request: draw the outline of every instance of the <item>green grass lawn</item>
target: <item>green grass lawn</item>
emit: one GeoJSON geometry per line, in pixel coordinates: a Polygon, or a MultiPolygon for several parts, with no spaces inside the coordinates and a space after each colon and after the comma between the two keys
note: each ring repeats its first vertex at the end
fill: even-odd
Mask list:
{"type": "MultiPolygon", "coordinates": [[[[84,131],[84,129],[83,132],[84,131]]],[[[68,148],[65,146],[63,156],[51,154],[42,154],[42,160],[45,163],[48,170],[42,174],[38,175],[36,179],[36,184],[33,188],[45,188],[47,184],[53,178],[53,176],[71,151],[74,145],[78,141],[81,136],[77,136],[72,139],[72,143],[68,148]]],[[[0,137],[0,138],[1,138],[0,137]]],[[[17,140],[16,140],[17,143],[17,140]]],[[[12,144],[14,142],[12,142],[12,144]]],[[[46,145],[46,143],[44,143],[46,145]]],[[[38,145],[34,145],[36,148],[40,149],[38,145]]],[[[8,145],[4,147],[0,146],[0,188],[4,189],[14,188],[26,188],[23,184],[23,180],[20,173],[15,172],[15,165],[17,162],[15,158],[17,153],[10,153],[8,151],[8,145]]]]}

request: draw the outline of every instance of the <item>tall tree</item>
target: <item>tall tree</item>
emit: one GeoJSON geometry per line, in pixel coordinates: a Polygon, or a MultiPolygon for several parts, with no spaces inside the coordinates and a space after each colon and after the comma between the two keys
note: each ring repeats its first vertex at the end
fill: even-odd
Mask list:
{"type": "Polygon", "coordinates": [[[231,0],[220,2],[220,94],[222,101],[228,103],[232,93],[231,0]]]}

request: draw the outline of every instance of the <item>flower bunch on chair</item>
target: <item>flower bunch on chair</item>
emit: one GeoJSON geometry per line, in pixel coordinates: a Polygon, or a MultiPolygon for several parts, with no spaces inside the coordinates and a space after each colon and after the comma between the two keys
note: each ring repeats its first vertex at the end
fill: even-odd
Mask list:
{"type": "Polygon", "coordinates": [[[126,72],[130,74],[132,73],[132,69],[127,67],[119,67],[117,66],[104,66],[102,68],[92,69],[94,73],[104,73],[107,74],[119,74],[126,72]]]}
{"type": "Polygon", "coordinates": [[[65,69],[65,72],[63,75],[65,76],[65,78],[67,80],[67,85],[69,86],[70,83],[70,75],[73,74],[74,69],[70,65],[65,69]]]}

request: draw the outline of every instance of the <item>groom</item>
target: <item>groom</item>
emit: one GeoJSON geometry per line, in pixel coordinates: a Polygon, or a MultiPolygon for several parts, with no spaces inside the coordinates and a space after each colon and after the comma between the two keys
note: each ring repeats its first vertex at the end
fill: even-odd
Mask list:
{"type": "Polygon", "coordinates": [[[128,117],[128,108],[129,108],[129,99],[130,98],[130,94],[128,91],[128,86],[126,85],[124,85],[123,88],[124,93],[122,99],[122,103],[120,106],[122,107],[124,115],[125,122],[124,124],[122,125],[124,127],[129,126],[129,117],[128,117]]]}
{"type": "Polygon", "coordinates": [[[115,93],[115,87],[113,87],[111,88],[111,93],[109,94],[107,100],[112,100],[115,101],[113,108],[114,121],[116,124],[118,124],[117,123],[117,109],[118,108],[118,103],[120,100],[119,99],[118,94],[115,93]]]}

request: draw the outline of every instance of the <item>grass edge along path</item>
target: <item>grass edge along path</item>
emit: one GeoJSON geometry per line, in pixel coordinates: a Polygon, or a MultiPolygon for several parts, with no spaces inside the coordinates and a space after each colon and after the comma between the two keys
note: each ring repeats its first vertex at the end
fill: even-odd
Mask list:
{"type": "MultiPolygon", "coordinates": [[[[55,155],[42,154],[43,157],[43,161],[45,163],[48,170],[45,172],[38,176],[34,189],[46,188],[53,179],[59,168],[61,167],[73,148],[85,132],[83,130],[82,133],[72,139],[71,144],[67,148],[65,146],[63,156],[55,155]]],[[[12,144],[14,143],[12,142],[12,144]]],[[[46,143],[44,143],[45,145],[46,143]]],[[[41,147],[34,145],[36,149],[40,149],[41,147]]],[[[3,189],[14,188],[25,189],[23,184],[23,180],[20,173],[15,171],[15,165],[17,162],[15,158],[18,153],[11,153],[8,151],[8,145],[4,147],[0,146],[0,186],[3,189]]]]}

● ● ● ● ●

• **Exercise prompt**
Reproduce verbatim the part of the rows that opens with the line containing "of the <item>groom</item>" and runs through the final row, with both ends included.

• **Task output**
request: draw the outline of every instance of the <item>groom</item>
target: <item>groom</item>
emit: one GeoJSON geometry per line, in pixel coordinates: a Polygon, or a MultiPolygon for several parts, with no spaces inside the coordinates and a space after each colon and after the comma between the two keys
note: each ring repeats its first vertex at the end
fill: even-odd
Mask list:
{"type": "Polygon", "coordinates": [[[128,117],[128,108],[129,108],[129,99],[130,98],[130,94],[128,91],[128,86],[126,85],[124,85],[123,88],[124,93],[122,99],[122,103],[120,106],[122,107],[124,115],[125,122],[124,124],[122,125],[124,127],[129,126],[129,117],[128,117]]]}
{"type": "Polygon", "coordinates": [[[115,93],[115,87],[113,87],[111,88],[111,93],[109,94],[107,100],[112,100],[115,101],[113,108],[114,121],[116,124],[118,124],[117,123],[117,109],[118,108],[118,103],[120,100],[119,99],[118,94],[115,93]]]}

request: draw the outline of every instance of the <item>grass edge along path</item>
target: <item>grass edge along path</item>
emit: one GeoJSON geometry per line, in pixel coordinates: a Polygon, or a MultiPolygon for several parts, with no spaces inside the coordinates and a space after each colon and after the comma between the two keys
note: each ring repeats its first vertex at the end
fill: even-odd
Mask list:
{"type": "MultiPolygon", "coordinates": [[[[55,155],[42,154],[43,157],[43,161],[45,163],[48,170],[45,172],[38,176],[34,189],[46,188],[53,179],[59,168],[61,167],[73,148],[85,132],[83,130],[82,133],[72,139],[71,144],[67,148],[65,146],[63,156],[55,155]]],[[[12,144],[14,143],[12,142],[12,144]]],[[[46,143],[44,143],[45,145],[46,143]]],[[[41,147],[34,145],[36,149],[40,149],[41,147]]],[[[3,189],[14,188],[25,189],[23,184],[23,180],[20,173],[15,171],[15,165],[17,162],[15,158],[18,153],[11,153],[8,151],[8,145],[4,147],[0,146],[0,186],[3,189]]]]}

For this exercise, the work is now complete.